• **Source excerpt**
Colin’s collecting of Christmas memories, and more besides, started two years ago when the Royal Docks Management Authority invited him to take part in Forgotten Stories, an attempt to preserve the port’s long history.
“It’s great developers want to protect our heritage. It shows the passion for the area,” Colin said.
One of the most amazing stories he has heard as part of the project was about an undertaker’s in Canning Town, one of the few buildings left standing in the area after bombing in the Second World War devastated the area
Arriving at work one morning, the undertaker, Tom Cribb, was shocked to see soldiers surrounding his premises, T. Cribb & Sons. To his surprise, and that of his nephew Stan, now 88, who told the story to Colin, the army had moved in and were setting up an encampment with Tom’s business on the wrong side of the wire.
One day the men were firing machine guns in the area around the stables, almost killing Jack Stubbs, the horses’ groom, who leapt under a table to escape certain death.
Apologising, the soldier explained how they all thought there were no people in the bombed out area.
For several weeks, British, Czech and Polish soldiers stayed in the borough, training in the day and drinking in Canning Town pubs at night. Not one soldier explaining what they were training for.
Until one day, to everyone’s surprise, the men vanished.
But on June 6 1944 the reason for the departure became clear. The soldiers had sailed from the Royal Docks to the beaches of Normandy to take part in the D-Day landings.
“It’s an amazing story,” Colin said.

• **Listing**
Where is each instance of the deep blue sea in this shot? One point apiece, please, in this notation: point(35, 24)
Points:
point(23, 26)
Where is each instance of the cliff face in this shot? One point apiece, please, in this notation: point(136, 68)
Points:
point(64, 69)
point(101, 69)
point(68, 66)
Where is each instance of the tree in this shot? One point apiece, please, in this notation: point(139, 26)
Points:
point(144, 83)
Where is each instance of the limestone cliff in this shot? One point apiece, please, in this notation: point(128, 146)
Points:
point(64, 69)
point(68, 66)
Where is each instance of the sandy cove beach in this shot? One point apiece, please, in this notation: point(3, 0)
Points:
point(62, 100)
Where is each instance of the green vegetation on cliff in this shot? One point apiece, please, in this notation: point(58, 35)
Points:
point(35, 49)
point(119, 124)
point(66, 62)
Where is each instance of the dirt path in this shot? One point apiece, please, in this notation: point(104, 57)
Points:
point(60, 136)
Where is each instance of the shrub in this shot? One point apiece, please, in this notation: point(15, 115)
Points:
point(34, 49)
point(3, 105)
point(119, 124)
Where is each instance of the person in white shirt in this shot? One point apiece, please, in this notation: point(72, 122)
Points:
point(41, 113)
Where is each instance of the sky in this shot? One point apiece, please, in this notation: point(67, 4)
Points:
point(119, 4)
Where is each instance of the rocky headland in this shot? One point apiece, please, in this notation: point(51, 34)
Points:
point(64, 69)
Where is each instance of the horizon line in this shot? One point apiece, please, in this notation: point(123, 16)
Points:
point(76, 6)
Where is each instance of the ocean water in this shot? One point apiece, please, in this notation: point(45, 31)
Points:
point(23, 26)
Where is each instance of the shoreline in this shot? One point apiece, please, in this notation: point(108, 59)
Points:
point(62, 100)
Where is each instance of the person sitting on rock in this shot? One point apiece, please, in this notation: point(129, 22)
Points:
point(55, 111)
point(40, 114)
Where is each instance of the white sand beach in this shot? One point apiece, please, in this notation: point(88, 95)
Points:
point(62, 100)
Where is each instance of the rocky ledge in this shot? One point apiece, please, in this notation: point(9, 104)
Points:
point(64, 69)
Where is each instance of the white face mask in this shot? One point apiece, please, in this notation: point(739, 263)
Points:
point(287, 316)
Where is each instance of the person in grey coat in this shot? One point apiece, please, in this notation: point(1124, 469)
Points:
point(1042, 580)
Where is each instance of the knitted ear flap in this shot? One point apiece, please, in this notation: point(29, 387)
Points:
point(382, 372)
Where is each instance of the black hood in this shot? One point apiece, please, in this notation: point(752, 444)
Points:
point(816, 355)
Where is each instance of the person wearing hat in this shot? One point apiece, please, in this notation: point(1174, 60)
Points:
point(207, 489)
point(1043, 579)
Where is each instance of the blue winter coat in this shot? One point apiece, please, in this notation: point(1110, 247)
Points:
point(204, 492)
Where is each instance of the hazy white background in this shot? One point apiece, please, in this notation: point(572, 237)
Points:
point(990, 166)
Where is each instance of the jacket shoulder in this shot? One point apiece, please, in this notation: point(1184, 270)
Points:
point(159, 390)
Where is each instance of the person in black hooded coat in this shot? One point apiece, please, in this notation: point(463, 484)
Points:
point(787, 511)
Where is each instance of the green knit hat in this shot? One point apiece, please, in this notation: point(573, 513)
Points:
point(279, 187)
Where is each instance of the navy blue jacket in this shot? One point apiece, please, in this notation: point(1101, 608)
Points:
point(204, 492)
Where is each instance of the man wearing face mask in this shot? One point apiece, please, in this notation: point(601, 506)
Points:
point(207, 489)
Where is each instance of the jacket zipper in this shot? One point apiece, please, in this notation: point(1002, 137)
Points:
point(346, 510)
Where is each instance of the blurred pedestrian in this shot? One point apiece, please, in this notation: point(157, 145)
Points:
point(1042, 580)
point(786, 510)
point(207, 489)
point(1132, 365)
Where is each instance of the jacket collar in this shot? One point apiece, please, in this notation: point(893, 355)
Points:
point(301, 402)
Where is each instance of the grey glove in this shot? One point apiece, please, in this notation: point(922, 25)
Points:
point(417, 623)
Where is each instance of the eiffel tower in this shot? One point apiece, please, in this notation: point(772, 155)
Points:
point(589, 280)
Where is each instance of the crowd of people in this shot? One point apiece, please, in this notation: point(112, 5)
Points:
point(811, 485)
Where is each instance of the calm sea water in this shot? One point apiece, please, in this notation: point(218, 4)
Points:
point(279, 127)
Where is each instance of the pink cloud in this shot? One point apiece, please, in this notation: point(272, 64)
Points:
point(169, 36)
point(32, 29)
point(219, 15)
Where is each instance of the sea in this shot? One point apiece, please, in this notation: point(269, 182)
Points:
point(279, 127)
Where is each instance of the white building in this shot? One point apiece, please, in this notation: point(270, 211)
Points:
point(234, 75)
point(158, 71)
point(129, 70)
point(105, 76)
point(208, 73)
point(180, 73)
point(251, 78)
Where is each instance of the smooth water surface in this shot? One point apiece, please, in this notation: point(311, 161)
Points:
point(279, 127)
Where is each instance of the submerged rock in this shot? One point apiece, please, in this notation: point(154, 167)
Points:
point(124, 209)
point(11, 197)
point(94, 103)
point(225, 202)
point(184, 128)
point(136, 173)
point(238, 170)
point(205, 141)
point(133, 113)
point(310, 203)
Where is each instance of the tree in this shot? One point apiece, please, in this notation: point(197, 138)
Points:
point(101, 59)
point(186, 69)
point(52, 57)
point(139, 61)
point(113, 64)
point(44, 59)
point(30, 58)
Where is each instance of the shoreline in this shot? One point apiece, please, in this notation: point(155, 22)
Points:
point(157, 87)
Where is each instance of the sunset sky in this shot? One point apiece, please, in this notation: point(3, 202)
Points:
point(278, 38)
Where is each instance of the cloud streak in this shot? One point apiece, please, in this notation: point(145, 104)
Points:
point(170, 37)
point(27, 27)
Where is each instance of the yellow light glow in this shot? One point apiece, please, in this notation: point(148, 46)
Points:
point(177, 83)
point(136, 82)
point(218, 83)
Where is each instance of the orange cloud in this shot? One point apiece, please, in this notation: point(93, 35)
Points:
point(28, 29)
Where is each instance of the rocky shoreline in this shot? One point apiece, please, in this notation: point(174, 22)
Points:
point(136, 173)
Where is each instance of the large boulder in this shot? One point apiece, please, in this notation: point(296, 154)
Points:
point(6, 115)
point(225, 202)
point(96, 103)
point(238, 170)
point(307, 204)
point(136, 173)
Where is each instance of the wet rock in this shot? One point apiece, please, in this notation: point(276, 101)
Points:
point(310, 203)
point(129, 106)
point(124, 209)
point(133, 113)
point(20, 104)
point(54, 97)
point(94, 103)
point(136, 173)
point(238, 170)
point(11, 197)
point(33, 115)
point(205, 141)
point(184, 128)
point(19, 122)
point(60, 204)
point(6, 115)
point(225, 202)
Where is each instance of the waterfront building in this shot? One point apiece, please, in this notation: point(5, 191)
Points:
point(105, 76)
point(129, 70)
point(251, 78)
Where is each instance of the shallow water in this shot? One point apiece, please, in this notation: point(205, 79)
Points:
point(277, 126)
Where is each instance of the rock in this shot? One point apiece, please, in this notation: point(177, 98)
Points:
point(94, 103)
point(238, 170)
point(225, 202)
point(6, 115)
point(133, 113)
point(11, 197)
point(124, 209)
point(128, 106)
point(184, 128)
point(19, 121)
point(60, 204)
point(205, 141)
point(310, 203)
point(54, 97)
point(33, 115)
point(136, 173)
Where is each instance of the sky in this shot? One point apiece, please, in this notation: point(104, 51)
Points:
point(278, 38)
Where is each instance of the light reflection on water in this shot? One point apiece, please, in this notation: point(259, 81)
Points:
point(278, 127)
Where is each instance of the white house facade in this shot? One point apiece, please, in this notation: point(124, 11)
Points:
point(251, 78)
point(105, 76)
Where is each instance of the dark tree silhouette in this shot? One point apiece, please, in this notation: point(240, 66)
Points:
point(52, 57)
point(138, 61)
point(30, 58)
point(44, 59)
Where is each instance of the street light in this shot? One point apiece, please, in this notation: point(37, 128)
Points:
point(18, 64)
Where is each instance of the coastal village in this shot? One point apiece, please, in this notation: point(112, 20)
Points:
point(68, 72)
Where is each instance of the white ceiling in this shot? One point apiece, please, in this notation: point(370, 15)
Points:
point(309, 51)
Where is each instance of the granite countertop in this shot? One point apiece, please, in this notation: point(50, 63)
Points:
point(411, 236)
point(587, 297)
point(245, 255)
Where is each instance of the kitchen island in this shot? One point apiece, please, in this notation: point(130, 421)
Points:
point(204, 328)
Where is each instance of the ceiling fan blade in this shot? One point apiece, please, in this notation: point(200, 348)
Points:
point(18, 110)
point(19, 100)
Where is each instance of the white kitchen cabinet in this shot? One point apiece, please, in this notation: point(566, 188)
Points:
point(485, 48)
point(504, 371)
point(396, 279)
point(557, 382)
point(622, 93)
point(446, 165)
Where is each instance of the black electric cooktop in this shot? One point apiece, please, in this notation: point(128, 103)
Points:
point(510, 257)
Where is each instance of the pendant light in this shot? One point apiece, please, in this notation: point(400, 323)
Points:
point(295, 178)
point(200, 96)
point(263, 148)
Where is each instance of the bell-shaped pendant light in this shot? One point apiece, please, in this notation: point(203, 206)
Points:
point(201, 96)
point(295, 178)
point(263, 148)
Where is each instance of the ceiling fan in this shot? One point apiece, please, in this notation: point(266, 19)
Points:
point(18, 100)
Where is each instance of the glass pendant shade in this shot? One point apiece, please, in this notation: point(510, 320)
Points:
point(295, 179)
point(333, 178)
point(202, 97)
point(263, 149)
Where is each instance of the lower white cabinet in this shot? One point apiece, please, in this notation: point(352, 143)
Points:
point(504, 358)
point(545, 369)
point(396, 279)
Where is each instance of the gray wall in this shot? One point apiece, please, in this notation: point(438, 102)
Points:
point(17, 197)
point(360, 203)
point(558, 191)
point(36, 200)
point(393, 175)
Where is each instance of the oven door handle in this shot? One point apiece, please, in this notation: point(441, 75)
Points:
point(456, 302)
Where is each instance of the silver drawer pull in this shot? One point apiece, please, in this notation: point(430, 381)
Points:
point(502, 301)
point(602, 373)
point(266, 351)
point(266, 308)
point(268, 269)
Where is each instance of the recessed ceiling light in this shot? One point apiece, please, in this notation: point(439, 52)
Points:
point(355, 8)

• **Jobs**
1/ Update the Forgotten Stories excerpt by rewriting everything from "For several weeks, British, Czech" down to "were training for.", with "three months" in place of "several weeks".
2/ For each statement, say yes or no according to the Forgotten Stories excerpt, and quote the words that decide it: (a) Stan is Tom Cribb's nephew. (b) The soldiers told locals what they were training for. (c) The soldiers sailed from the Royal Docks.
The data plays no part in what is asked here.

• **The answers**
1/
For three months, British, Czech and Polish soldiers stayed in the borough, training in the day and drinking in Canning Town pubs at night. Not one soldier explaining what they were training for.

2/
(a) Yes: "his nephew Stan, now 88"
(b) No: "Not one soldier explaining what they were training for."
(c) Yes: "The soldiers had sailed from the Royal Docks to the beaches of Normandy"